# Consegna
Prosegui l'articolo sul rinvio a giudizio di Verdini per il fallimento della Ste, partendo subito dopo la sua ultima frase.

##### Testo di studio

Il senatore Denis Verdini è stato rinviato a giudizio stamani dal gup del Tribunale di Firenze, Dolores Limongi, per il fallimento della Società Toscana di Edizioni (Ste), che pubblicava "Il Giornale della Toscana" fino all'ottobre 2012. L'accusa è di bancarotta aggravata. La prima udienza del nuovo processo per il parlamentare di Ala inizierà il 14 marzo 2017. Con quello di oggi, è il sesto rinvio a giudizio per Verdini in due anni, quattro dei quali per vicende collegate alla Ste.
Verdini, secondo l'atto di accusa della Procura di Firenze, è imputato nella sua veste di socio di maggioranza e "amministratore di fatto" della società editrice. Con Verdini sono stati rinviati a giudizio anche il deputato di Ala Massimo Parisi, ex coordinatore regionale toscano di Forza Italia e già amministratore delegato della Ste, Girolamo Strozzi Guicciardini, ex presidente del consiglio di amministrazione della Ste, Enrico Luca Biagiotti, ex membro del cda, e Pierluigi Picerno, ex amministratore delegato e poi liquidatore della Ste dichiarata fallita nel febbraio 2014.

##########
##### Estratto dati

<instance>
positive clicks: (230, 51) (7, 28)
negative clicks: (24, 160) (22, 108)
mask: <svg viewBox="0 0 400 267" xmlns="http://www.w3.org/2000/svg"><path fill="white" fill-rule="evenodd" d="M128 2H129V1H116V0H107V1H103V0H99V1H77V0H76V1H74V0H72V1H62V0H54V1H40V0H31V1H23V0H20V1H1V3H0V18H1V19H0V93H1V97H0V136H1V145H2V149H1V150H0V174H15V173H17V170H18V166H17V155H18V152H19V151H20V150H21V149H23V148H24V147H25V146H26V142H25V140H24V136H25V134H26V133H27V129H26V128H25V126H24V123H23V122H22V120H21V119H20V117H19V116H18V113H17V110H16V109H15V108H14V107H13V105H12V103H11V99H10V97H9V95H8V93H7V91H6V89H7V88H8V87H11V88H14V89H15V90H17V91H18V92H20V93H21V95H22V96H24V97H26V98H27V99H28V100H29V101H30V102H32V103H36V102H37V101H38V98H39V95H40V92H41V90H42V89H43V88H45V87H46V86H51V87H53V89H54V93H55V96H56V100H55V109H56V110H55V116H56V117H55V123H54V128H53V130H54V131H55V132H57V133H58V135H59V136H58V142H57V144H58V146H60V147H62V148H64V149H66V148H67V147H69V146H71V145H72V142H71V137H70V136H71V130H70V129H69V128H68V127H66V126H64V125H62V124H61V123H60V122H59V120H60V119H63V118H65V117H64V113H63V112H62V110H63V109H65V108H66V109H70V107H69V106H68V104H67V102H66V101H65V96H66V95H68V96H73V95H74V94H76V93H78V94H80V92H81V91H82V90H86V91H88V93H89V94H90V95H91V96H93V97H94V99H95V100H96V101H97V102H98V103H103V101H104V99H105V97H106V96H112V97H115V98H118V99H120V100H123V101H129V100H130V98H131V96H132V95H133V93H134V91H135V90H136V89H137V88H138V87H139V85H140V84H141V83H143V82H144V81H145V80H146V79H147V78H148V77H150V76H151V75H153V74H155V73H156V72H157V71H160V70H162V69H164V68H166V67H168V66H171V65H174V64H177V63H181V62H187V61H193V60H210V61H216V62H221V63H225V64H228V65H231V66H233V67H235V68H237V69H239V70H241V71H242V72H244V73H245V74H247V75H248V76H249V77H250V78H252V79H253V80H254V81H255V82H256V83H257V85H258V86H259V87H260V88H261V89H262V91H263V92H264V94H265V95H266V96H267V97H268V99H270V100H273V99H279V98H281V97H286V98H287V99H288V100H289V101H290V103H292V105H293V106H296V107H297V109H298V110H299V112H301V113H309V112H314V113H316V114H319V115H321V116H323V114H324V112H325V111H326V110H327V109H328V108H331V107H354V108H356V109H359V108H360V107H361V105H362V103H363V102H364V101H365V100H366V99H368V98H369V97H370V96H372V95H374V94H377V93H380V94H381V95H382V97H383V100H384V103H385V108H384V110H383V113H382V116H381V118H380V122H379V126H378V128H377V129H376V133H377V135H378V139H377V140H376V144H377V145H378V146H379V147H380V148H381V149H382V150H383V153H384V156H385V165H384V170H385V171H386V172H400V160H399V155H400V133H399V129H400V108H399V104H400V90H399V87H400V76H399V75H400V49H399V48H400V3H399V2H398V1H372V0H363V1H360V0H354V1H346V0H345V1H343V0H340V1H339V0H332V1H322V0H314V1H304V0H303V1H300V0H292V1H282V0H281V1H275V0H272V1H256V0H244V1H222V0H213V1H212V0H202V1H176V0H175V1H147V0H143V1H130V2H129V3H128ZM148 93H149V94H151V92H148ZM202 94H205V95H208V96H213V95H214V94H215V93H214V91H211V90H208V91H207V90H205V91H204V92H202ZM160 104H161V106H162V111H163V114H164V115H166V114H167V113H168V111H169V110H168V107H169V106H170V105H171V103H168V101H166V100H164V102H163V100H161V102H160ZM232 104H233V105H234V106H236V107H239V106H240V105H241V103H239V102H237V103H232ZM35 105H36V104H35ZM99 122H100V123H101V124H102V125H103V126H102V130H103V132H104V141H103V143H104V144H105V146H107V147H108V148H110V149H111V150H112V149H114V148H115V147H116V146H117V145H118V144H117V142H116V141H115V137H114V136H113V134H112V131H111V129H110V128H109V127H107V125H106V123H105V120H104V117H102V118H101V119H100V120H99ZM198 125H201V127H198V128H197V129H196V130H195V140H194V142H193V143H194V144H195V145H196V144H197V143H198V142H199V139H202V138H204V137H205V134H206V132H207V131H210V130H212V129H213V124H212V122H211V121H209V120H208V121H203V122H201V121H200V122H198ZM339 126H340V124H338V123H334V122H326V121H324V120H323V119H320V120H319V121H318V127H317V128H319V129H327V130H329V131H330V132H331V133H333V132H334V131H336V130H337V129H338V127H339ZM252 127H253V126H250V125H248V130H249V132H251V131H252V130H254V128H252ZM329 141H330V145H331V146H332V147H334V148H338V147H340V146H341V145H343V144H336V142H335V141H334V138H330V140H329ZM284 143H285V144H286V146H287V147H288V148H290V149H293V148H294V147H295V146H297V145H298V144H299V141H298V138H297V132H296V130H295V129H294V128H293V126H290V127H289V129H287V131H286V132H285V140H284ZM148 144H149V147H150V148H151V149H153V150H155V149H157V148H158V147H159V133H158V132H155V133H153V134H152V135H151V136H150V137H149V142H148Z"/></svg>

##########

# Soluzione
Tutti e cinque gli imputati sono accusati in concorso di bancarotta fraudolenta, perché, secondo il pm Luca Turco, mentre la Ste era in stato di insolvenza avrebbero compiuto atti di distrazione di capitali dal suo patrimonio quando già era in grave perdita.
Per la Procura, tra le circostanze che avrebbero provocato il fallimento della Ste comparirebbe un'operazione da 2 milioni e 600mila euro, somma che sarebbe finita nei conti correnti di Verdini e di Parisi per 1,3 milioni ciascuno.
Verdini stamani era presente all'udienza e si è difeso contestando la ricostruzione della Procura, facendo presente che l'operazione è stata corretta e funzionale alle attività patrimoniali della Ste, che non avrebbe subito alcun danno.
L'avvocato Massimo Rocchi, difensore di Verdini, ha sostenuto che, in base alla giurisprudenza, si è di fronte ad un caso di bancarotta "riparata", e quindi non ci sarebbe reato, dato che due anni prima del fallimento sono rientrati non 2,6 milioni di euro ma ben oltre 5 milioni.